— begin —
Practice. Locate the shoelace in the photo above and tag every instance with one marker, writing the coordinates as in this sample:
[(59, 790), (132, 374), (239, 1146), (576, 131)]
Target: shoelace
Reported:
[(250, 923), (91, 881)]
— end —
* [What the task requires] Copy out the rows with each "shoelace" replaced by "bootlace" and everything else unchanged.

* [Complete response]
Practice. Locate the bootlace in the photo above and tag every instance with one marker, writing the coordinates as in this sample:
[(59, 790), (132, 374), (239, 1146), (576, 131)]
Target: bootlace
Reported:
[(250, 923), (91, 881)]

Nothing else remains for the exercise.